What needs to be done: Rewrite the data from the line containing "Request: Identify every bowl of strawberries" through the end of the data, requests included, and lower every bounding-box coordinate in the answers by 17.

Data provided:
· · ·

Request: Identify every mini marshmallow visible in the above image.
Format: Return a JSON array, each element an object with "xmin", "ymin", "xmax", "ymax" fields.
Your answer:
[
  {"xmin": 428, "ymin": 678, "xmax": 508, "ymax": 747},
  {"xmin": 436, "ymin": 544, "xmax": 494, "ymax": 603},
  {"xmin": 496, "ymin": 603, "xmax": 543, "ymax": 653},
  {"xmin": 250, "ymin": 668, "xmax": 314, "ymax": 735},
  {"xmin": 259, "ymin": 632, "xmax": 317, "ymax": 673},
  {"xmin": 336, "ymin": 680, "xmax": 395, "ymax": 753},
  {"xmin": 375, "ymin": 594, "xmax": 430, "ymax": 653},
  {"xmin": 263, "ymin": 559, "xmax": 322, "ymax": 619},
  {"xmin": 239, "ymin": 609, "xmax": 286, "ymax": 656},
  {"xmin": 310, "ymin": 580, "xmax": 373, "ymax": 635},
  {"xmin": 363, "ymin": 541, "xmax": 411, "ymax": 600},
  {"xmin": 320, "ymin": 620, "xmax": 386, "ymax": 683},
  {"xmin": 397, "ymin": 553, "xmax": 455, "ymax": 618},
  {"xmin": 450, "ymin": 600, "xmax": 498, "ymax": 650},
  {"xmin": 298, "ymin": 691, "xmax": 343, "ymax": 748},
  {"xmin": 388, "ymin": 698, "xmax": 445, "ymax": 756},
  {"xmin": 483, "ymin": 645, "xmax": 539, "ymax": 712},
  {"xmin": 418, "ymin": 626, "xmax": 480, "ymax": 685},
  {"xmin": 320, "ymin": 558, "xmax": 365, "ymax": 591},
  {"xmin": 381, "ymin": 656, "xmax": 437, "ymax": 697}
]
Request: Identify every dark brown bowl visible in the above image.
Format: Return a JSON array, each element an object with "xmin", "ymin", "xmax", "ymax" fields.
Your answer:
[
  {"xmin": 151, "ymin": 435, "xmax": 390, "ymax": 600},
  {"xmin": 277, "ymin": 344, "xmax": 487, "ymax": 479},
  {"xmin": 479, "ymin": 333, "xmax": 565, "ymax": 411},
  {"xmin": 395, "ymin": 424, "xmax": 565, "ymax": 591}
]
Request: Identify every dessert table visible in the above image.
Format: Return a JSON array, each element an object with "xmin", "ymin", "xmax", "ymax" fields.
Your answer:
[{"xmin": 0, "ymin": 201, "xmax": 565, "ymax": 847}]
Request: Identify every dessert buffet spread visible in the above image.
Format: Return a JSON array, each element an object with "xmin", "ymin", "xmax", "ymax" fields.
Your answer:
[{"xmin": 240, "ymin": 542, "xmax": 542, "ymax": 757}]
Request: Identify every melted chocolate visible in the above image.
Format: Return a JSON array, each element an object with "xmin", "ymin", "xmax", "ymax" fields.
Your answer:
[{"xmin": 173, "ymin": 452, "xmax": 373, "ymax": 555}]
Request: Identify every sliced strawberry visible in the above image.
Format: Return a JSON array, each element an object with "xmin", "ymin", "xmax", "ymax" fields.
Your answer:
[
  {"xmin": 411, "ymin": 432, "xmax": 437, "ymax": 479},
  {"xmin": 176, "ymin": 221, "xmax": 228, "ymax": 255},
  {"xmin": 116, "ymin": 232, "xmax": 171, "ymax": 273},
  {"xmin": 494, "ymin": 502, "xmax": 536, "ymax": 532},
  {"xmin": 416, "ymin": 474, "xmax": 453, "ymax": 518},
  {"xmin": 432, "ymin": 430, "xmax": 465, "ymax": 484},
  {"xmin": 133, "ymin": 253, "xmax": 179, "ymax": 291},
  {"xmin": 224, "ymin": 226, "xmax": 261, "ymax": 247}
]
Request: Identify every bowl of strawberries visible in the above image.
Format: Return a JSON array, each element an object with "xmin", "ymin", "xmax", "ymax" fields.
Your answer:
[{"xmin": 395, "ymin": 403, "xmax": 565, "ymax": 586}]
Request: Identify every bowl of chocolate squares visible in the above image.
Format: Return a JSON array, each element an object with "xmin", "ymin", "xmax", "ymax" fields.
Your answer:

· · ·

Reply:
Request: Identify every bowl of strawberries visible in the above image.
Format: Return a JSON array, each element an object with "xmin", "ymin", "xmax", "ymax" fields.
Your answer:
[{"xmin": 378, "ymin": 386, "xmax": 548, "ymax": 569}]
Request: Identify every bowl of chocolate squares visible in the above image.
Format: Return a JSON array, each element an object with "xmin", "ymin", "xmax", "ymax" fields.
Your answer:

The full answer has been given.